Direction> Lay out every line of the entries below as a numbered list, omitting any blank lines.

Raw records>
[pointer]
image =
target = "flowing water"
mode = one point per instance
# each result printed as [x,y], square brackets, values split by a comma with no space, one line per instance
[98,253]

Exercise output>
1. [pointer]
2. image =
3. target = "flowing water"
4. mode = one point per instance
5. # each result printed as [x,y], square brackets, values split by a comma with no space, one line per instance
6. [98,253]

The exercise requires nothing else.